-- WORK INSTRUCTIONS --
The answer should contain each record below, repeated exactly.

EXTRACTED MATERIAL section start

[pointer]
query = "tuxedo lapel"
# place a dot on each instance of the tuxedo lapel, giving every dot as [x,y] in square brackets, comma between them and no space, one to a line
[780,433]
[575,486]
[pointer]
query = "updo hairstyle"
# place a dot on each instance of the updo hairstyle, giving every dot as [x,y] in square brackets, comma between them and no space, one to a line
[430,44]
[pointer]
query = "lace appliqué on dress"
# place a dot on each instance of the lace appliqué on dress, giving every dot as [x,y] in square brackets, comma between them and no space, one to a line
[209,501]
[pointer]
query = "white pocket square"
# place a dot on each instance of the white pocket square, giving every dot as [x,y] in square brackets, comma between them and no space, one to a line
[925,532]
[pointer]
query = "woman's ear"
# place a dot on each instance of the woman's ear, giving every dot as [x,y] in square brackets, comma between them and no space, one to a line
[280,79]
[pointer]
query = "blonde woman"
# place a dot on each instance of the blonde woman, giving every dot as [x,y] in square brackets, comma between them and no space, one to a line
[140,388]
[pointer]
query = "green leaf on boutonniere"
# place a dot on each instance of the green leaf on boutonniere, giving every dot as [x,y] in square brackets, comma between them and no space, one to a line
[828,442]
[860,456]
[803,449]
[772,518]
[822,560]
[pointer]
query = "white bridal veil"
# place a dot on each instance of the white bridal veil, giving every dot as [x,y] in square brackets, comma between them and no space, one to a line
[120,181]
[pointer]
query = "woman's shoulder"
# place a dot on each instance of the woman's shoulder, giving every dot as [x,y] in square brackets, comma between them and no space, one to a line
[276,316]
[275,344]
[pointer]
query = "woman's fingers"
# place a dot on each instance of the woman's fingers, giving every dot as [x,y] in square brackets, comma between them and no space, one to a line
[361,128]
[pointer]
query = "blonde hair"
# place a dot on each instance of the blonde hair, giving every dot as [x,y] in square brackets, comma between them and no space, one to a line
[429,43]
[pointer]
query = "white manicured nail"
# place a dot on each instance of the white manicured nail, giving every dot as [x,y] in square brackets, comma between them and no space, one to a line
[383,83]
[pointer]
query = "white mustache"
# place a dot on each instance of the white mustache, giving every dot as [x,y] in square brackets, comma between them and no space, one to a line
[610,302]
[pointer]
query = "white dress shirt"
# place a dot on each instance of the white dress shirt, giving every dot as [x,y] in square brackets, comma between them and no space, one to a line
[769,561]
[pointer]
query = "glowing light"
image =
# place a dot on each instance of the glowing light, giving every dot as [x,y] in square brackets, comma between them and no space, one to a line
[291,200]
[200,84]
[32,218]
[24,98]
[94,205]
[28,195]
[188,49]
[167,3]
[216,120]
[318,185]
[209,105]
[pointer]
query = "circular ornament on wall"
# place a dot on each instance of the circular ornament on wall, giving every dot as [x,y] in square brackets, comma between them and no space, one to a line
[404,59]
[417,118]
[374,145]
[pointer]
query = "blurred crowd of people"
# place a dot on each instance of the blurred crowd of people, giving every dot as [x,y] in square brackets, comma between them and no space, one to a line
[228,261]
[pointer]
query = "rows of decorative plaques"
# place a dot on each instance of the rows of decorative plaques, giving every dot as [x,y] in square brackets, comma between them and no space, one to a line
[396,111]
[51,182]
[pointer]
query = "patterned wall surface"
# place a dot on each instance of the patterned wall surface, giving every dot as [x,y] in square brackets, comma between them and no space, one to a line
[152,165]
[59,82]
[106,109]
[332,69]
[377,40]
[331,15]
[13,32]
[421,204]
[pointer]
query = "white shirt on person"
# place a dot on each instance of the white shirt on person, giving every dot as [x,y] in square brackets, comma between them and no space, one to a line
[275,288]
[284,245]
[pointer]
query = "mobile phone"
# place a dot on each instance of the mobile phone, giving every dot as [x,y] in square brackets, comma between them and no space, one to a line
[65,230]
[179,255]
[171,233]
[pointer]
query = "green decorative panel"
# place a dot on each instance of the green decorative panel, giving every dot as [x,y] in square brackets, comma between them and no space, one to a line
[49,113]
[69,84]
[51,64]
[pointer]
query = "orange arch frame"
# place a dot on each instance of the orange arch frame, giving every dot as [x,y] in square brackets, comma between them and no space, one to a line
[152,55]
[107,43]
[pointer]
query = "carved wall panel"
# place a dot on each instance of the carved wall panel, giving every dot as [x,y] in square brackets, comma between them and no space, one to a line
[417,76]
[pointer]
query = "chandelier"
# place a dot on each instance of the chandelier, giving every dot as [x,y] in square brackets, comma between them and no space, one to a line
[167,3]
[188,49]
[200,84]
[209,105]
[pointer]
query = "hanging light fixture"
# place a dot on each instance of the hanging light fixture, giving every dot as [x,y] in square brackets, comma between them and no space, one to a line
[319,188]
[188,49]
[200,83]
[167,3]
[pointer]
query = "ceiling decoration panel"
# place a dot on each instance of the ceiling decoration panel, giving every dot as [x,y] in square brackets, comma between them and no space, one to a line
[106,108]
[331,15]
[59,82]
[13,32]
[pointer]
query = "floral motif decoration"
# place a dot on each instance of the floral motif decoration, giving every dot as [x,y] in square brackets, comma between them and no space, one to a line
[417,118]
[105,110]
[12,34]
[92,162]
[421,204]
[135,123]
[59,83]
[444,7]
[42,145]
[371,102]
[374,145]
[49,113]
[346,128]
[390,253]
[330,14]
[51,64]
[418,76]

EXTRACTED MATERIAL section end

-- OUTPUT FOR THIS EXERCISE --
[pointer]
query = "tuxedo lapel"
# place a dot on each instance of the tuxedo lapel, giving every dot as [x,y] in square brackets, comma between them and no space, one to a line
[780,433]
[575,486]
[pointer]
query = "updo hairstyle"
# place a dot on each instance of the updo hairstyle, giving every dot as [x,y] in square brackets, comma between them and no space, one to a line
[430,44]
[pointer]
query = "lace appliqué on dress"
# place a dot on each instance of the lace appliqué on dress, giving every dot as [x,y] in square brackets, comma between them and no space, one to a line
[209,501]
[pointer]
query = "white pocket square"
# place a dot on each instance of the white pocket square, giving every dot as [x,y] in square brackets, comma between them and no space, one to a line
[925,532]
[pointer]
query = "woman's ear"
# place a dot on each instance of the woman's ear, giving every dot as [x,y] in square brackets, comma between them and no space, one to a line
[280,79]
[pointer]
query = "blonde woman"
# place a dot on each instance of the blonde woman, giving every dot as [x,y] in square brackets, comma between them and no space, one to a line
[140,388]
[pointer]
query = "green leaf on boutonniere"
# place a dot on each instance of the green leaf on boutonniere, giving every dot as [x,y] in square brackets, comma between them and no space, one to a line
[828,442]
[860,456]
[803,449]
[772,518]
[822,560]
[pointer]
query = "white bridal veil"
# place a dot on each instance of the white bridal veil, giving every dot as [x,y] in square brackets, comma between them and no space, one to a line
[120,181]
[pointer]
query = "woman's shoulder"
# place a dot on each instance of the woman's shoulder, giving every dot as [x,y] in square brackets, comma between them and no space, one to a line
[276,316]
[275,344]
[pointer]
query = "woman's fingers"
# place a dot on each instance of the woman's fingers, giving every dot as [x,y] in square brackets, comma between them and no space, one to a line
[361,128]
[pointer]
query = "blonde hair"
# place a dot on each instance of the blonde hair, giving every dot as [x,y] in square brackets, comma between them and no space, one to a line
[429,43]
[pointer]
query = "white manicured nail"
# place a dot on each instance of the white manicured nail, giving every dot as [x,y] in square brackets, comma between them and no space, one to a line
[383,83]
[pointer]
query = "white mustache"
# place a dot on each instance of the white mustache, giving every dot as [x,y] in square brackets, comma between them and no space, one to a line
[610,302]
[pointer]
query = "white dress shirt"
# place a dot on each instance of the white dress shirt, giving every dot as [x,y] in square brackets, comma between them and no space, one to a line
[769,561]
[pointer]
query = "glowing light"
image =
# place a dot on each instance of the glowing light, giving every dot as [x,y] in square brackets, comma between them and no space, one to a line
[291,200]
[200,84]
[32,218]
[24,98]
[94,205]
[28,195]
[188,49]
[167,3]
[216,120]
[318,185]
[209,105]
[pointer]
query = "circular ornament on wall"
# place a dot on each instance of the circular ornament on wall, giving every dot as [x,y] in square brackets, comma between them and no space, one to a line
[404,59]
[417,118]
[374,145]
[pointer]
query = "blurred crowd of people"
# place a dot on each instance of the blurred crowd of people, giving every dot as [x,y] in square brackets, comma between them and no space, one to a line
[228,261]
[pointer]
query = "rows of decorative plaques"
# place a dot on each instance of the rows of decorative plaques, giving every dot as [x,y] in square brackets, comma between them and no space, one to a line
[396,111]
[51,182]
[pointer]
query = "patterned wall surface"
# place a dot on each instance of the patterned wall surface, giving every dot as [x,y] in square brackets, comma between them and no space, one to a line
[152,165]
[59,82]
[106,109]
[332,69]
[377,40]
[331,15]
[13,32]
[421,204]
[pointer]
query = "white shirt on person"
# place a dot on each instance of the white shirt on person, giving every dot as [x,y] in square brackets, comma between them and no space, one to a line
[275,288]
[284,245]
[pointer]
query = "mobile phone"
# place a dot on each instance of the mobile phone, giving every dot as [x,y] in square brackets, comma between them and no space, one to a line
[65,230]
[179,255]
[171,233]
[pointer]
query = "green decorative panel"
# place a dot on each instance of the green decorative panel, giving every dot as [x,y] in square brackets, comma between them and no space, one to a line
[49,113]
[69,84]
[51,64]
[pointer]
query = "orange arch frame"
# place a dot on each instance of the orange arch frame, giving every dot as [x,y] in square brackets, comma between them and no space, one to a line
[152,55]
[107,43]
[pointer]
query = "carved wall panel"
# place a dot on each instance of the carved wall panel, giving every dot as [x,y] in square brackets, comma between them and no space, one to a line
[417,76]
[pointer]
query = "chandelier"
# place a dot on each instance of the chandelier, giving every dot as [x,y] in square brackets, comma between them and no space, one to a line
[167,3]
[188,49]
[200,84]
[209,105]
[pointer]
query = "hanging light fixture"
# place a dot on each instance of the hanging light fixture, giving every dot as [x,y] in square brackets, comma between them and no space, one to a line
[319,188]
[188,49]
[200,83]
[167,3]
[pointer]
query = "ceiling decoration panel"
# place a dot on each instance of the ceiling decoration panel, giving every dot as [x,y] in square brackets, comma between them and no space, one to a line
[106,108]
[331,15]
[59,82]
[13,32]
[pointer]
query = "floral motif decoration"
# place a dot on each instance of the floral motif decoration, giving every dot as [x,y] in square brackets, comma between them and no space, one to a line
[417,118]
[105,110]
[12,34]
[92,162]
[421,204]
[135,123]
[59,83]
[444,7]
[42,145]
[371,102]
[374,145]
[49,113]
[346,128]
[390,253]
[330,14]
[51,64]
[418,76]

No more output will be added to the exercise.